**REQUIRED WORK**
Write down every entry below once more, exactly.

** START DATA TO PROCESS **

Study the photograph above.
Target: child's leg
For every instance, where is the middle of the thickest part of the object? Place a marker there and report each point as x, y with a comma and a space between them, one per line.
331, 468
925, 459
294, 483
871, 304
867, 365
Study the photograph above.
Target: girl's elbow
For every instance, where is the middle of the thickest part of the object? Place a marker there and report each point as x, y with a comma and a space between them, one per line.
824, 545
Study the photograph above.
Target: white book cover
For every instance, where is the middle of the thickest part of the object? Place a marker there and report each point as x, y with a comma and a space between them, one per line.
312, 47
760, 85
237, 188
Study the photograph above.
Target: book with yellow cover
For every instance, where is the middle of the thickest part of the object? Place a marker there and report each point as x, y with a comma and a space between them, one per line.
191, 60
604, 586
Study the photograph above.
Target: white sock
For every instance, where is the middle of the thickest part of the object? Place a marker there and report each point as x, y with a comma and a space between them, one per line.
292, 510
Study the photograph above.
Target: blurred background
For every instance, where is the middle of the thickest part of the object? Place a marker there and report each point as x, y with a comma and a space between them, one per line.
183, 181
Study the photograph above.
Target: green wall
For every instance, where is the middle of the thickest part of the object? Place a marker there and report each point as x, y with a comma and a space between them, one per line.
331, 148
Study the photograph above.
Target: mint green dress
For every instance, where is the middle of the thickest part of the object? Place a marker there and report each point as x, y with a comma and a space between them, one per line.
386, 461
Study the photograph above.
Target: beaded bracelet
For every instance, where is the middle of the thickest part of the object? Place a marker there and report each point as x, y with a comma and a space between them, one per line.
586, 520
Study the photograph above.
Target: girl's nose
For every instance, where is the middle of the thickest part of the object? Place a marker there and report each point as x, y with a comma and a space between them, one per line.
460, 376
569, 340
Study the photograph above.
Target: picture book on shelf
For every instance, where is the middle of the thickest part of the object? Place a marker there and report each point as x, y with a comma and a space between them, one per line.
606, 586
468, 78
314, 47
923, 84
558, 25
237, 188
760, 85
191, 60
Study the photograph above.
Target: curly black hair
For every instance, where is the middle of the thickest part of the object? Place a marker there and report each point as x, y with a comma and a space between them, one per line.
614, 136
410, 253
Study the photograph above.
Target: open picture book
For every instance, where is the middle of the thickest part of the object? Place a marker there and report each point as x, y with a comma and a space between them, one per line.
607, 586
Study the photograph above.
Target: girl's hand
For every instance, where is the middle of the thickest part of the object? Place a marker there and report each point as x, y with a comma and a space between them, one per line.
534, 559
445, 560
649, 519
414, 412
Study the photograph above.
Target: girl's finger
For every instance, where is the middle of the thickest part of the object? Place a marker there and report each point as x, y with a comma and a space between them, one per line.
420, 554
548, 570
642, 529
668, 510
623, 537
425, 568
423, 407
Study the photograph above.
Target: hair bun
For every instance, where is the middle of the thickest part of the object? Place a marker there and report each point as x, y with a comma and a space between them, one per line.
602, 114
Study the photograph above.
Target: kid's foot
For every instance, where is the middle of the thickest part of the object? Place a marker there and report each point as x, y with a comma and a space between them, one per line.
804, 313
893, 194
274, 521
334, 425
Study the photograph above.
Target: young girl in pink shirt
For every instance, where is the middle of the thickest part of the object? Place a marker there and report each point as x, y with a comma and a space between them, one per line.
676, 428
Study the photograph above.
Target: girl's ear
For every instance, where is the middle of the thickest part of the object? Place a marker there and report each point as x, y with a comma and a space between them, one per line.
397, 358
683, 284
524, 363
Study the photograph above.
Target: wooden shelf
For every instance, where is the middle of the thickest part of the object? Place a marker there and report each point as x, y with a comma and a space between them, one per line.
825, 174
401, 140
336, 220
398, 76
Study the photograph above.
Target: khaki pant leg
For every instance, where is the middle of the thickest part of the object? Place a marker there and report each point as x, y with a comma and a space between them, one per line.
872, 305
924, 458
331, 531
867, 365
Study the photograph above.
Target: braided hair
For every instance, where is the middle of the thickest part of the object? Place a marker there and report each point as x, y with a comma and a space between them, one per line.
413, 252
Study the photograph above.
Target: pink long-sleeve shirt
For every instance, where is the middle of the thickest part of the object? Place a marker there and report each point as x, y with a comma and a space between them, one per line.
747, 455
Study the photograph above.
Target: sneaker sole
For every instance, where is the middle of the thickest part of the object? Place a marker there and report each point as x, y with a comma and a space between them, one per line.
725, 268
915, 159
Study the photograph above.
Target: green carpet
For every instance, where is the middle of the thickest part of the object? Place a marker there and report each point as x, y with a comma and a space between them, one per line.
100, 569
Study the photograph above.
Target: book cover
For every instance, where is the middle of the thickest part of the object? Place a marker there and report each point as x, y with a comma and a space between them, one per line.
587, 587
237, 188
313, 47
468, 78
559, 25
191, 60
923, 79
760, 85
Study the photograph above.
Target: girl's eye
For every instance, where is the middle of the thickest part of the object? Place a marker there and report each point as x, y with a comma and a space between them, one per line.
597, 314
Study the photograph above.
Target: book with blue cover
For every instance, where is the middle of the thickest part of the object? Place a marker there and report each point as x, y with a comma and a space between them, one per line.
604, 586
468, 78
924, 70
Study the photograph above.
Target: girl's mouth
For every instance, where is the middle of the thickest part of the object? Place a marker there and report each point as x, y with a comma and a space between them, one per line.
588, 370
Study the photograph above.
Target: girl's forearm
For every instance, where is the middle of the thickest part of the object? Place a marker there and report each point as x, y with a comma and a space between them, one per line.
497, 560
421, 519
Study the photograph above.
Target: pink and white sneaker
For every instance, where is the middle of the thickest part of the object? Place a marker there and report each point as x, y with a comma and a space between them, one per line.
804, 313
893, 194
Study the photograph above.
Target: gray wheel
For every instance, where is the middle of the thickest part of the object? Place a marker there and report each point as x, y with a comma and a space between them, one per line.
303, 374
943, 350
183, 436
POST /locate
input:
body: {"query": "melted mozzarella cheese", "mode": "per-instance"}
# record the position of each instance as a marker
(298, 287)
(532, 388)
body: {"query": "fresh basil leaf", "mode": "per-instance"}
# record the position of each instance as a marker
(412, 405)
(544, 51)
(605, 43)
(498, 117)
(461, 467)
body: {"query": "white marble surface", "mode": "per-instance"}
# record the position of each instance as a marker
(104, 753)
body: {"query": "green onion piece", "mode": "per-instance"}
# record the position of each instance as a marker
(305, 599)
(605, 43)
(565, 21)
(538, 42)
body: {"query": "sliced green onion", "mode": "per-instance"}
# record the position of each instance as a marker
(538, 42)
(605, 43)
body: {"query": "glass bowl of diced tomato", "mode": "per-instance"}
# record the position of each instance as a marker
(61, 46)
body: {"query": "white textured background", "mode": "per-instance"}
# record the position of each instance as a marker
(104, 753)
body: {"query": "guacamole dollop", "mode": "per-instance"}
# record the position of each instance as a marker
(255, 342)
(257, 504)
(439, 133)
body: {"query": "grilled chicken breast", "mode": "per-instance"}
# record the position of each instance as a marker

** END DATA TO PROCESS **

**ANSWER TO THE TASK**
Study the photograph above.
Target: child's leg
For every instance, where is the middle of the thickest part of the object? Place a marker there and report each point as x, y with a comma and a space between them, one per line.
331, 468
925, 459
294, 483
871, 304
867, 365
Study the photograph above.
Target: girl's elbow
For every instance, where is the middle of the thickest part of the object? Place a marker there and report each point as x, y with a comma and a space between them, one per line.
824, 545
Study the photograph above.
Target: white book cover
For every instance, where is the middle of the thickest part of the object? Place a marker there and report each point as x, y with a comma and a space between them, one per line.
312, 47
760, 85
237, 188
Study the photograph above.
Target: book with yellow cover
For every instance, where is the middle of the thickest part of the object? Place a marker there and report each point as x, y with a comma and a space between them, one per line.
191, 60
604, 586
Study the photograph above.
Target: white sock
For every instance, where is the middle of the thickest part of the object? Place a marker there and report each point as x, y with a comma and a space between them, one per line.
292, 510
Study the photograph above.
Target: blurred background
For every instance, where is the middle of the thickest part of the object? Place a marker there and report each point as x, y with a comma and a space between them, one per line.
183, 181
Study the photograph above.
Target: green wall
For every instance, where is the middle of the thickest part of the object? Place a marker there and report each point as x, y with a comma and a space between them, one per line.
331, 148
Study the photograph above.
Target: mint green dress
For every instance, where is the middle of the thickest part of the object? Place a marker there and report each point as x, y with a comma and a space between them, one per line.
386, 461
Study the photograph above.
Target: beaded bracelet
For every instance, where is the middle of the thickest part of the object? Place a marker there and report each point as x, y with a comma and a space between them, one per line.
586, 520
Study the photograph above.
Target: girl's nose
For every instance, where is the middle of the thickest part of the object? Place a marker there and report each point as x, y with a comma and a space between them, one per line.
460, 376
569, 340
Study the photograph above.
Target: picture book on shelf
For every instance, where is the middle of the thickest part of the object? Place a marker there and report each point as x, y with a comma and a space between them, one per line.
606, 586
468, 78
314, 47
923, 84
558, 25
237, 188
760, 85
191, 60
Study the photograph above.
Target: curly black hair
For every instance, where is the middle of the thickest part of the object? Place a marker there and report each point as x, y with a comma and a space between them, one per line.
614, 136
410, 253
Study the photograph above.
Target: open picture book
For every instance, where is the middle of the thickest part of the object? Place a marker there and report each point as x, y with a comma and a space between them, one per line.
607, 586
Study the photograph above.
Target: girl's hand
For every instance, where is the middle of the thickest part of the object? Place a marker there and report each point as x, y with a comma and a space between them, one per line.
534, 559
445, 560
649, 519
414, 412
Study the photograph above.
Target: girl's finger
For every instance, where is the middle of the thickest part of the object? Place a marker there and report each point as x, y with a comma and a space between them, one per line.
420, 554
548, 570
642, 529
668, 510
623, 537
425, 568
423, 407
Study the photograph above.
Target: hair bun
For every instance, where is the middle of the thickest part of the object? Place a marker there and report each point as x, y with a comma and a space between them, one per line.
602, 114
Study the photograph above.
Target: kid's foot
For every instance, where is the middle of the thickest part of the object? Place a marker there and report each point as x, y with a comma and a space between them, one per line.
804, 313
893, 194
274, 521
334, 425
Study the photograph above.
Target: young girl in pink shirt
For every instance, where is the middle of the thickest part of the object? Place a marker there and report each point as x, y with a comma and a space between them, one per line.
676, 428
Study the photograph above.
Target: girl's ear
For every instance, where is the middle of the thickest part of the object? Place a marker there and report each point as x, y with a comma and a space between them, one per line.
397, 358
683, 284
524, 363
Study the photograph above.
Target: wooden shelf
For every instance, where is the middle of the thickest part of the object? Place a marker there and report each point as x, y with a comma and a space between them, one per line.
825, 174
401, 140
336, 220
398, 76
Study the photograph above.
Target: khaki pant leg
For every instance, where is the middle of the thickest part of the object? Place a marker there and report each point as x, y with a comma and a space between them, one per line.
872, 305
924, 458
331, 531
867, 365
Study the photograph above.
Target: braided hair
For every instance, where is the middle of the thickest part of the object? Place a marker there and report each point as x, y with a comma and a space between them, one per line.
413, 252
Study the photograph above.
Target: pink long-sleeve shirt
For every instance, where is the middle of the thickest part of the object? Place a marker there and report each point as x, y with a comma and a space between them, one per line.
747, 455
Study the photograph above.
Target: sneaker sole
For every instance, where is the middle of the thickest part of the object? Place a marker there and report each point as x, y with a comma and a space between them, one per line.
725, 268
915, 159
Study the photograph above.
Target: green carpet
For every instance, where is the middle of the thickest part of the object? Place a marker there and report each point as x, y with a comma and a space between them, one per line.
100, 569
Study the photograph above.
Target: book cover
For every instance, where is the middle of the thickest part of the object? Place a marker there and report each point as x, y with a comma and a space between them, one per line.
587, 587
237, 188
313, 47
468, 78
559, 25
191, 60
923, 79
760, 85
Study the photograph above.
Target: girl's eye
For every instance, where is the middle of the thickest part of the object? Place a marker there and report each point as x, y with a comma and a space between them, one per line.
597, 314
Study the photograph above.
Target: book with blue cover
For every instance, where is the middle of the thickest part of the object? Place a marker there and report each point as x, y with a comma and a space between them, one per line.
604, 586
468, 78
924, 70
Study the photograph above.
Target: girl's mouth
For every instance, where is the middle of the thickest part of the object? Place a marker there and report each point as x, y with a comma and a space between them, one per line.
588, 370
Study the photograph above.
Target: girl's forearm
For every instance, where is the middle of the thickest part of the object? Place a marker there and report each point as x, y with a comma and a space between them, one per line.
497, 560
421, 519
Study the photograph above.
Target: pink and white sneaker
For every instance, where is the middle of the thickest part of the object? Place a marker there and report each point as x, y with a comma and a space between them, one per line.
804, 313
893, 194
Study the photograph above.
Target: gray wheel
For every instance, where is the middle of the thickest part of the object? Place a marker there and report each point as x, y with a comma and a space between them, one per line.
303, 374
943, 350
183, 436
POST /locate
input:
body: {"query": "melted mozzarella cheese", "mode": "per-instance"}
# record the position of each instance as a marker
(298, 287)
(532, 388)
body: {"query": "fresh basil leaf", "mode": "per-instance"}
# record the position of each instance as a marker
(412, 405)
(544, 51)
(605, 43)
(498, 117)
(461, 467)
body: {"query": "white marble surface", "mode": "per-instance"}
# record the position of each instance as a marker
(104, 753)
body: {"query": "green onion piece", "mode": "per-instance"}
# record the position of each instance as a marker
(305, 599)
(605, 43)
(565, 21)
(538, 42)
body: {"query": "sliced green onion", "mode": "per-instance"}
# record the position of each instance as a marker
(538, 42)
(605, 43)
body: {"query": "glass bowl of diced tomato", "mode": "per-instance"}
# record the position of each instance as a marker
(61, 46)
body: {"query": "white textured background", "mode": "per-instance"}
# record the position of each instance as a marker
(104, 753)
body: {"query": "guacamole dollop", "mode": "per-instance"}
# record the position of each instance as a marker
(255, 342)
(257, 504)
(439, 133)
body: {"query": "grilled chicken breast", "mode": "per-instance"}
# record the position of each instance as a marker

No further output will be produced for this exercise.